GOAL 1:
Condense the paragraph of the Malpensa-to-Torino travel post that begins "Harry V and Ali were right on time" into a shorter version that keeps its main facts.

SUPPLIED TEXT:
____________________

January 2, 2026
- hfalk3
- 3 days ago
- 5 min read
Malpensa Airport (Milan, Italy) – Torino, Italy
This is probably the officially first day of the 2026 travel season. We started with cappuccino and brioche in the restaurant at the hotel, it is included in our room because of our status with Marriott. I also had some fresh fruit and yogurt to start the day. After breakfast we went back to the room, finished packing up and headed down to the lobby.
Harry V and Ali were right on time at 08:30. Malpensa, like SFO, has been undergoing renovation for what seem like years. I vaguely remember that the bus stops were on the ground floor at the western end of the airport. My memory isn’t so bad. The buses leave from the western end of the airport but from the arrivals level. We make our way through the airport to the lobby where the Autostradle booth is. We purchase tickets for Torino (€22 each, one way).
We the head outside to bus stop Number 5 to wait for the 09:00 bus for Torino. There are a few people in line already when we arrive. The bus pulls in just before 09:00. We load our bags into the cargo hold, check in and then board the bus. For some reason I remember it being an hour-long ride, but it turns out it is an hour and a half. The first part of the journey there is heavy fog. As we get closer to Torino, theft begins to lift, and you can see the snow-covered peaks in the distance.
Autostradle stops adjacent at Porta Susa on Corso Bolzao. On the opposite side of Corso Bolzano from were the bus sops, and right next to Porta Susa is a taxi stand. The proximity of the two makes getting around Torino very easy. Off the bus jus after it had gone 11:00. There are four us, and moe suitcases than anyone should be allowed. At first the taxi stand is empty. The two “smaller” taxis pull in, but they ignore us. Then a “van” taxi pulls in. He sees there are four us and ask permission of the two taxis to take us. I tried to tell him we would be happy to take two taxis, but he said no, opened the van and began loading the luggage.

____________________

RECORDS FOR THIS EXERCISE:
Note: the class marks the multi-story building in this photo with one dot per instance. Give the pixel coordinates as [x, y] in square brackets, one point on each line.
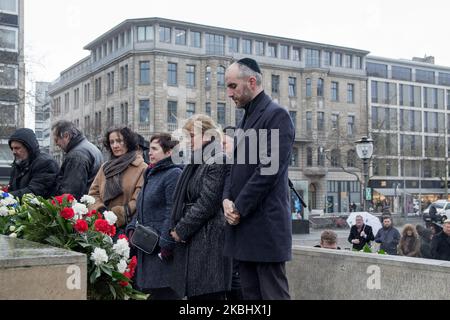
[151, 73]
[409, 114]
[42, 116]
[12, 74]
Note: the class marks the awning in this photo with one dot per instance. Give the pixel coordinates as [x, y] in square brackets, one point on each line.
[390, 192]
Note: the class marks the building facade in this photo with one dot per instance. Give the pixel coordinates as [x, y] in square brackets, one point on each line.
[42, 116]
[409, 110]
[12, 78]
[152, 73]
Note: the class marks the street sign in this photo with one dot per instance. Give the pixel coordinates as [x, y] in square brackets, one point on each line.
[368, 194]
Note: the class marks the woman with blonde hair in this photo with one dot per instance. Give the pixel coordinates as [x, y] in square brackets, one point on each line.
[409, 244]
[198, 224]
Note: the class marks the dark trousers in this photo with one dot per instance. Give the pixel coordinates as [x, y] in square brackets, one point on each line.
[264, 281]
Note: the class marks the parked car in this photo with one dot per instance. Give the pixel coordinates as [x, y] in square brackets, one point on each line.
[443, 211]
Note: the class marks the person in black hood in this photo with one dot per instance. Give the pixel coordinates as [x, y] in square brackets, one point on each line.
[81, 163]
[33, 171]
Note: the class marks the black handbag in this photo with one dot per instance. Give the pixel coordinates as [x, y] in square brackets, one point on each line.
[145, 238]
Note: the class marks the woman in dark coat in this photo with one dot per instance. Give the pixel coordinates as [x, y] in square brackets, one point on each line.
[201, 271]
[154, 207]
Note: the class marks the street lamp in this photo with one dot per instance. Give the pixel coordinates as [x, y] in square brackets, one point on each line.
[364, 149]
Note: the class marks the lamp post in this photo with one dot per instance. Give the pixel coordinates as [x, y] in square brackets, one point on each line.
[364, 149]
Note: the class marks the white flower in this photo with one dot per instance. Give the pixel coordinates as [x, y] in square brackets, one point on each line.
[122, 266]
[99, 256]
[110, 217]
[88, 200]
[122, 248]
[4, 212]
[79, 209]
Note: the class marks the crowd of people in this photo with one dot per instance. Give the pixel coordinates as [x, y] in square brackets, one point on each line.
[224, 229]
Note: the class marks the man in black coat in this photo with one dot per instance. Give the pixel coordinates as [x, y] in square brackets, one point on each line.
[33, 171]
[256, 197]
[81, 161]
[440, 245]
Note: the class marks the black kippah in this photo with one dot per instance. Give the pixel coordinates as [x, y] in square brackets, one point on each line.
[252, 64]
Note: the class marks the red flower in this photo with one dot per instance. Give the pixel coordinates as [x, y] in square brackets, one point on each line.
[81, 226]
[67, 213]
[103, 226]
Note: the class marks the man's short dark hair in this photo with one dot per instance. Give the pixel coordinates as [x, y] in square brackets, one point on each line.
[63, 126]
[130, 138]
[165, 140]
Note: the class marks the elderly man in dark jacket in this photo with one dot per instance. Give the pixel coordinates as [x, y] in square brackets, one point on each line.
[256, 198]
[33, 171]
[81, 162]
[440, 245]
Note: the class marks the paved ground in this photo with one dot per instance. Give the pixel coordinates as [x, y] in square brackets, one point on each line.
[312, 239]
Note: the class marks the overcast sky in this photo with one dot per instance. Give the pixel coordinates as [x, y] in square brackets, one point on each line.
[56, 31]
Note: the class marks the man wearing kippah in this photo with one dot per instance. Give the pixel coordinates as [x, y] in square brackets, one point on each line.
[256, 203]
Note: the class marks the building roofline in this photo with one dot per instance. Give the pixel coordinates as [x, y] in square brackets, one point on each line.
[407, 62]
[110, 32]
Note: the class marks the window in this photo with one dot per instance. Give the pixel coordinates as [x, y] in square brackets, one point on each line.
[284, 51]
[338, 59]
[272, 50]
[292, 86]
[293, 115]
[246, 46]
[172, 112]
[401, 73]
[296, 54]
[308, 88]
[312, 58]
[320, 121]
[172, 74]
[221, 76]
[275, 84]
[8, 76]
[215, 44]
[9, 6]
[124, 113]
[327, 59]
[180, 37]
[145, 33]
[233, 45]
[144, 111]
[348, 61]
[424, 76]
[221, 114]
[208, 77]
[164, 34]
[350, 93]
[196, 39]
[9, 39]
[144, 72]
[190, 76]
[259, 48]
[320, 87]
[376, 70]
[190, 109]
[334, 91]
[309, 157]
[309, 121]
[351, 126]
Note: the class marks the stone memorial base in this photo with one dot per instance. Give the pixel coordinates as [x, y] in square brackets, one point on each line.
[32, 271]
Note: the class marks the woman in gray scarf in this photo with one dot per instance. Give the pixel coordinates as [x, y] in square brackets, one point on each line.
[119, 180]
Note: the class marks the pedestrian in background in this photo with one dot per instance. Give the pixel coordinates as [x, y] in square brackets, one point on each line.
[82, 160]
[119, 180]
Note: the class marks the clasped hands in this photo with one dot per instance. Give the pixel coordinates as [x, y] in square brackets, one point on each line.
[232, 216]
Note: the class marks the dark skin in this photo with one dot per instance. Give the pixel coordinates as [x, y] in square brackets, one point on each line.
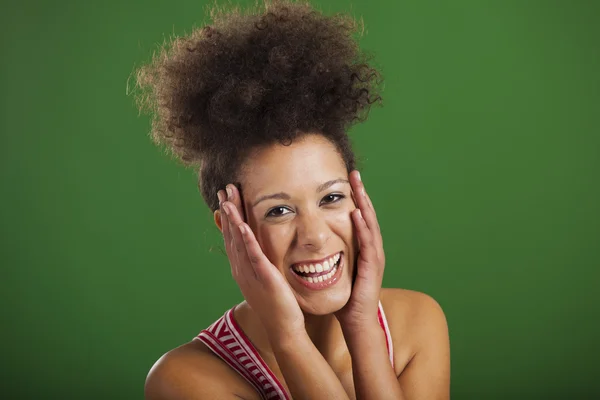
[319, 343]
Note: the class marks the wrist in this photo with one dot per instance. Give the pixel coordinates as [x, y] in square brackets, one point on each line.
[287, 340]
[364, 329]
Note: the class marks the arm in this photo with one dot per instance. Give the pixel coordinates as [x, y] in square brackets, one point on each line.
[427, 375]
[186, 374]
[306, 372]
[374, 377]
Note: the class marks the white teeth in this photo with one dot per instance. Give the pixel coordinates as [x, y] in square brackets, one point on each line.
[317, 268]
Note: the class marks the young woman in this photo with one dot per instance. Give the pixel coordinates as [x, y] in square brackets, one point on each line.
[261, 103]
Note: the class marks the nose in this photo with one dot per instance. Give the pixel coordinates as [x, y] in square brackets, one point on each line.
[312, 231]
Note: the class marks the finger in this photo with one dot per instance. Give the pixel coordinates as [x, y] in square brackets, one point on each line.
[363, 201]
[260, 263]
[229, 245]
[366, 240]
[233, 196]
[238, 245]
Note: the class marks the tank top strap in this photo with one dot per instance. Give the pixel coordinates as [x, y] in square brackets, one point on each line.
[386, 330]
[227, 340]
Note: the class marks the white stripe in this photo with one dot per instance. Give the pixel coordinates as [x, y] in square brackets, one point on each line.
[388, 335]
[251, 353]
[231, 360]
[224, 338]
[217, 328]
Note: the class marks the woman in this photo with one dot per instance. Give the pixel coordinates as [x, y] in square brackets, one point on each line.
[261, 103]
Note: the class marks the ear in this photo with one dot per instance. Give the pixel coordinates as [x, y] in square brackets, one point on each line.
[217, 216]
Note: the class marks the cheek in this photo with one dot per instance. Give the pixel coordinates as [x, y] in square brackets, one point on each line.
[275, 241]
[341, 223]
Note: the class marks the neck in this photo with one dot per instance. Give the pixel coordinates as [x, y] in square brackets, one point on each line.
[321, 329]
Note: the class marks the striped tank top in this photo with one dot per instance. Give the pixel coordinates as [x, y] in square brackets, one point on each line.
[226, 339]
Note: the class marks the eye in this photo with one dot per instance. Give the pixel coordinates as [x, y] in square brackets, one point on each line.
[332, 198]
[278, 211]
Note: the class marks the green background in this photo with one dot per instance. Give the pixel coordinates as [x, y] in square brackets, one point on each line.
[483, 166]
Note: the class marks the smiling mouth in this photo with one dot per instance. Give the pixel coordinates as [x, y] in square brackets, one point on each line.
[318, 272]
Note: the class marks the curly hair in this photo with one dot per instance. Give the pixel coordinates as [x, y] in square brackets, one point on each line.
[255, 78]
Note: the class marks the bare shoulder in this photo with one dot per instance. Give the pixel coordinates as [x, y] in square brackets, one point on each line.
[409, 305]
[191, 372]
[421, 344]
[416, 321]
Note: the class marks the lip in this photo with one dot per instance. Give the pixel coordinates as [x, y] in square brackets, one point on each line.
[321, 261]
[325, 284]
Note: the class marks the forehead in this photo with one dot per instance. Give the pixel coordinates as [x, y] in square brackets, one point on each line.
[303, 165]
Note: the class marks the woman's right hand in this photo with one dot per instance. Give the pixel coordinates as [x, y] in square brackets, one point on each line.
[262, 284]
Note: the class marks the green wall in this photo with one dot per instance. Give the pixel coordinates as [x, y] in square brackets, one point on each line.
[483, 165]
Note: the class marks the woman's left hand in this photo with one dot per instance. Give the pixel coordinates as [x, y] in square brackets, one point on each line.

____________________

GOAL 2:
How many lines in the rows contain the word "flower"? Reply with the number alone.

WRITTEN SOLUTION 1:
Harry V and Ali arrived on time at 08:30. Malpensa, like SFO, has been under renovation for what seems like years. The buses leave from the western end of the airport, but from the arrivals level, not the ground floor. We walked through the airport to the Autostradle booth in the lobby and bought one-way tickets to Torino for €22 each.

WRITTEN SOLUTION 2:
2